## Exercise description
Render the material from its beginning through the line containing "[0,133,682,967]" as a JSON list of strings, with one string per line. Omit blank lines and pictures.

## Material shown
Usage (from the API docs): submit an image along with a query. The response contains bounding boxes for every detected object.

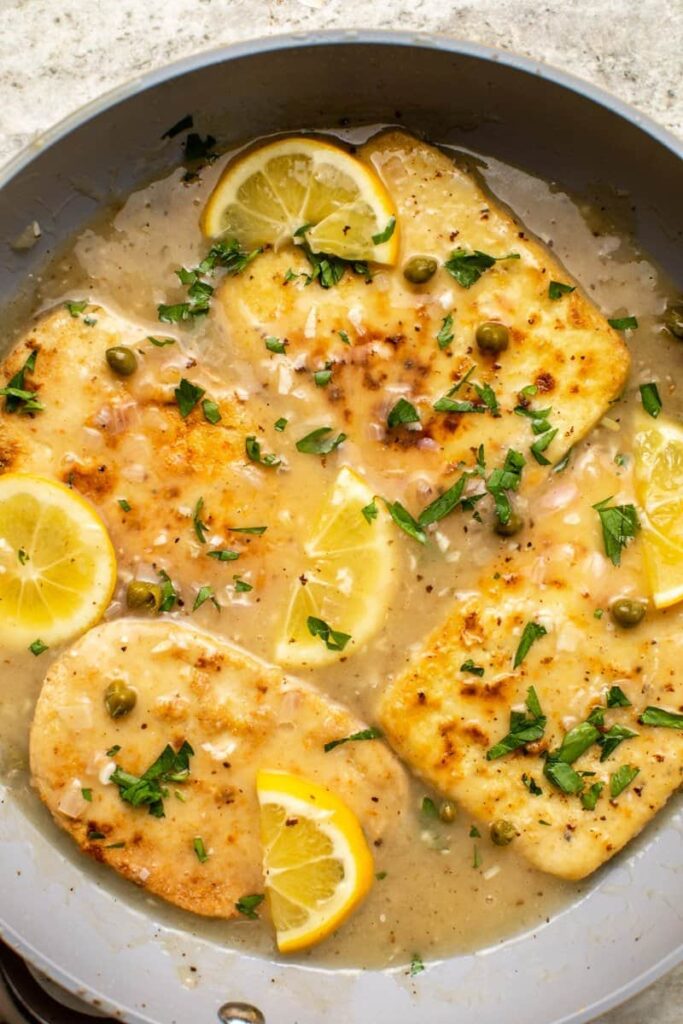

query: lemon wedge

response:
[256,770,373,953]
[0,473,117,648]
[635,416,683,608]
[201,136,398,265]
[274,466,396,667]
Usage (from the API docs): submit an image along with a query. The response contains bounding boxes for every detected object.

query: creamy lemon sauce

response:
[0,128,683,967]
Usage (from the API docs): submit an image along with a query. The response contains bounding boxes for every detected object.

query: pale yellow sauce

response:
[0,133,682,967]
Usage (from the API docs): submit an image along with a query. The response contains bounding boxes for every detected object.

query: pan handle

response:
[0,943,120,1024]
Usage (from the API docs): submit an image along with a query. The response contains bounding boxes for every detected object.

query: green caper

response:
[663,302,683,340]
[494,509,524,537]
[126,580,161,611]
[438,800,458,825]
[609,597,645,629]
[403,256,438,285]
[104,679,137,718]
[105,345,137,377]
[475,321,510,355]
[489,818,517,846]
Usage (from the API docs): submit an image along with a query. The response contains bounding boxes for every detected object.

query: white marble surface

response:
[0,0,683,1024]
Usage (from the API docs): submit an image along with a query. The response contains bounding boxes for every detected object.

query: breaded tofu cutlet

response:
[379,450,683,879]
[219,131,629,489]
[31,618,405,918]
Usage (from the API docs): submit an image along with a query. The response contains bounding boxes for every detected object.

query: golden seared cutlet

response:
[217,131,629,488]
[31,618,405,918]
[379,449,683,879]
[0,305,276,603]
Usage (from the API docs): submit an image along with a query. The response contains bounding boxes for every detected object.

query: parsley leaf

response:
[609,765,640,800]
[548,281,577,299]
[593,498,640,565]
[111,740,195,818]
[640,381,661,420]
[486,686,547,761]
[436,313,454,348]
[323,726,382,754]
[607,316,638,331]
[373,217,396,246]
[173,377,206,420]
[296,427,346,455]
[306,615,351,650]
[443,249,519,288]
[512,623,548,669]
[234,893,265,921]
[638,705,683,729]
[387,398,420,429]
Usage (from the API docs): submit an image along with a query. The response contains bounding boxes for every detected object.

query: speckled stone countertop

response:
[0,0,683,1024]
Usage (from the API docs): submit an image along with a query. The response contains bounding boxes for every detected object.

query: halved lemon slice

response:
[201,136,398,264]
[635,416,683,608]
[0,473,117,648]
[274,466,396,667]
[256,770,373,953]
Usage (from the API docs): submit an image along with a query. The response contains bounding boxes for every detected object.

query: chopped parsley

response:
[264,338,287,355]
[436,313,454,348]
[593,498,640,565]
[387,398,420,429]
[581,782,605,811]
[245,434,282,469]
[0,348,45,414]
[159,569,178,611]
[640,381,661,420]
[296,427,346,455]
[193,836,209,864]
[598,724,638,761]
[548,281,577,299]
[410,953,425,978]
[202,398,222,426]
[638,705,683,729]
[173,377,206,420]
[193,584,220,611]
[443,249,519,288]
[306,615,351,650]
[323,726,382,754]
[605,686,630,719]
[207,548,240,562]
[512,623,548,669]
[373,217,396,246]
[234,893,265,921]
[609,765,640,800]
[360,498,377,523]
[193,498,209,544]
[232,575,254,594]
[607,316,638,331]
[486,686,547,761]
[111,740,195,818]
[383,498,427,544]
[147,334,175,348]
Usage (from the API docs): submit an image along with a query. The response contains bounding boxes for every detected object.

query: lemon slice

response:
[274,466,396,667]
[201,137,398,264]
[635,416,683,608]
[256,770,373,953]
[0,473,117,648]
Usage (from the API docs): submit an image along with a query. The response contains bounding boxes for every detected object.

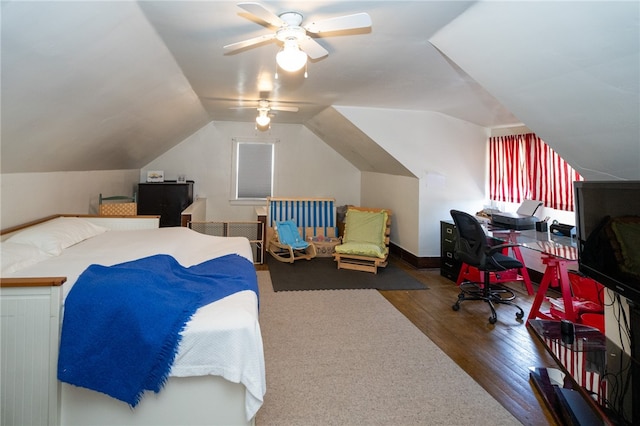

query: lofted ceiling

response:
[1,0,640,179]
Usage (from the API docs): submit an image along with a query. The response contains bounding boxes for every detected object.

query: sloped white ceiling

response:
[430,1,640,180]
[1,1,640,178]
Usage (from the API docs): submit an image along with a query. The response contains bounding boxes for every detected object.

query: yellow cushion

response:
[343,209,387,246]
[335,242,388,259]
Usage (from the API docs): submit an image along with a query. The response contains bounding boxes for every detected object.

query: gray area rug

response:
[267,255,427,291]
[256,271,520,426]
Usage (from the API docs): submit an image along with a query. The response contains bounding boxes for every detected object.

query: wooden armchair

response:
[333,206,391,274]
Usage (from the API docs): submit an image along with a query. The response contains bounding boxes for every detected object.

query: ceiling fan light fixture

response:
[276,39,307,72]
[256,110,271,127]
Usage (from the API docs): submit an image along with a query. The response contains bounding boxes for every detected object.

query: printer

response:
[491,200,543,231]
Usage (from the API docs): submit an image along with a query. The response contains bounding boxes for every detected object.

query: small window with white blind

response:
[231,139,275,201]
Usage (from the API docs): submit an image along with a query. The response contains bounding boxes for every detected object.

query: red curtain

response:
[489,133,582,211]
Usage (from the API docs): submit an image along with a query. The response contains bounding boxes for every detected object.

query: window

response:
[232,140,275,200]
[489,133,582,211]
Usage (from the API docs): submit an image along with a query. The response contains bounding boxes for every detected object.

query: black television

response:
[574,181,640,304]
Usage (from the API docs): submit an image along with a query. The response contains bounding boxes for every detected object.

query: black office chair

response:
[451,210,524,324]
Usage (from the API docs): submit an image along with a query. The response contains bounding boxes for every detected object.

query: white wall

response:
[0,169,139,229]
[336,107,488,257]
[140,121,360,220]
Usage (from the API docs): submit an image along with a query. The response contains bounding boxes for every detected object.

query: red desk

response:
[487,228,578,321]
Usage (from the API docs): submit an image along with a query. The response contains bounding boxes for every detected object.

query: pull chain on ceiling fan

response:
[224,2,371,74]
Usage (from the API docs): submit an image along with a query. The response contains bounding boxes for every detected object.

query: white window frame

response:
[230,138,278,205]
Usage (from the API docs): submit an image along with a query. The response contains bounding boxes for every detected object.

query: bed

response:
[0,216,266,425]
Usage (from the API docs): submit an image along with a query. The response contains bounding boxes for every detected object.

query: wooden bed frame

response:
[0,215,255,426]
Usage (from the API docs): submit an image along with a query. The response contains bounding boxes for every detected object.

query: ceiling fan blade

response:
[304,13,372,34]
[271,105,298,112]
[223,34,276,50]
[300,36,329,59]
[238,2,285,27]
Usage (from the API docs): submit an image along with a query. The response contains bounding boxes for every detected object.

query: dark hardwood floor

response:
[256,257,559,426]
[380,258,558,425]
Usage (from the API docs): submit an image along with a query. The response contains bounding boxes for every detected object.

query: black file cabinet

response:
[440,221,462,282]
[138,181,193,227]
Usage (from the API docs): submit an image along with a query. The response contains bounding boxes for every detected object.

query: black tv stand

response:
[528,318,640,425]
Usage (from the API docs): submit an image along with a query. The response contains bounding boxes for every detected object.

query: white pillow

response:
[6,217,108,256]
[0,241,51,276]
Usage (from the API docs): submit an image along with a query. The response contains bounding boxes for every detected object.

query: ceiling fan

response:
[224,2,371,71]
[230,99,298,127]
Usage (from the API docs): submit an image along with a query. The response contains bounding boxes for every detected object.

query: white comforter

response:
[5,227,266,419]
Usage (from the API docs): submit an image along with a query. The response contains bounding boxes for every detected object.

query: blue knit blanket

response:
[58,254,258,407]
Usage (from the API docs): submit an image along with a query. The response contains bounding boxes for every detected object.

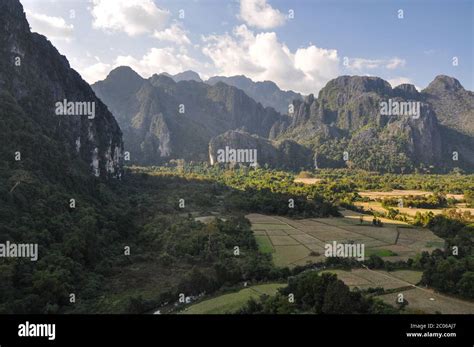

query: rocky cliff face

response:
[209,130,313,170]
[92,67,289,164]
[206,76,303,114]
[422,75,474,136]
[281,76,474,171]
[0,0,122,177]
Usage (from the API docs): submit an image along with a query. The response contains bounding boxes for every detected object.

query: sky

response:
[21,0,474,94]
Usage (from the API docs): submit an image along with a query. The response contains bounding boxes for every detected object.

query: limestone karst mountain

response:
[0,0,122,177]
[92,67,289,164]
[206,76,303,114]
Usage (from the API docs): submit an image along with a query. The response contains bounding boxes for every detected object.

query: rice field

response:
[247,210,444,267]
[180,283,286,314]
[322,269,474,314]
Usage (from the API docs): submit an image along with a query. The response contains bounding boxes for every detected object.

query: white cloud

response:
[114,47,201,77]
[240,0,286,29]
[202,25,339,94]
[348,57,406,71]
[26,10,74,41]
[79,61,112,84]
[91,0,170,36]
[387,77,421,91]
[153,23,191,45]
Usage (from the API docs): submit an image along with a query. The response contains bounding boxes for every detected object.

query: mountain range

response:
[92,67,474,172]
[0,0,123,182]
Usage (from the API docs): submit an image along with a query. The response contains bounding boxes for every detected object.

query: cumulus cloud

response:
[202,25,339,94]
[153,23,191,45]
[78,61,112,84]
[387,77,421,91]
[240,0,286,29]
[114,47,201,77]
[91,0,170,36]
[347,57,406,71]
[26,11,74,41]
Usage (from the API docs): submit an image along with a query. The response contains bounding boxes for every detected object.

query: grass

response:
[365,249,398,257]
[181,283,286,314]
[255,235,275,254]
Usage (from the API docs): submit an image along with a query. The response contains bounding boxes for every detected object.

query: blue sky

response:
[21,0,474,94]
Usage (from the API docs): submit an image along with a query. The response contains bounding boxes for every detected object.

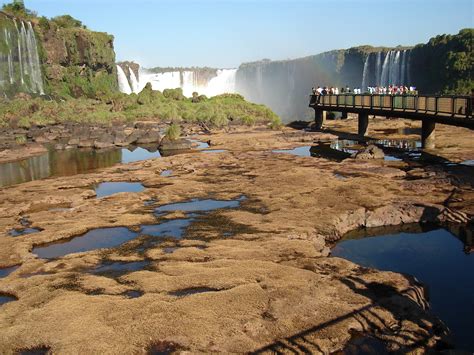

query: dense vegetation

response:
[0,85,280,128]
[411,28,474,95]
[0,0,118,99]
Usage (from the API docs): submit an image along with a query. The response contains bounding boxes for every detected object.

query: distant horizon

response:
[0,0,474,69]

## Result of the task
[
  "Usage (from the API docs): submit an image along with a query. The response contains bounding boxes for every detected object.",
  "query: lemon wedge",
  "response:",
  "[256,770,373,953]",
  "[0,473,117,648]",
  "[635,416,683,608]",
  "[201,136,398,265]",
  "[274,466,396,667]",
  "Usage (from the API docs): submit an image along with a query. The response contains bounding boxes for every detected object.",
  "query: creamy lemon sauce",
  "response:",
  "[0,128,683,967]",
  "Usage (from the API docs): submit an image along with a query. The response contains bounding boxes for every detected object.",
  "query: pale yellow sauce",
  "response:",
  "[0,133,682,967]"
]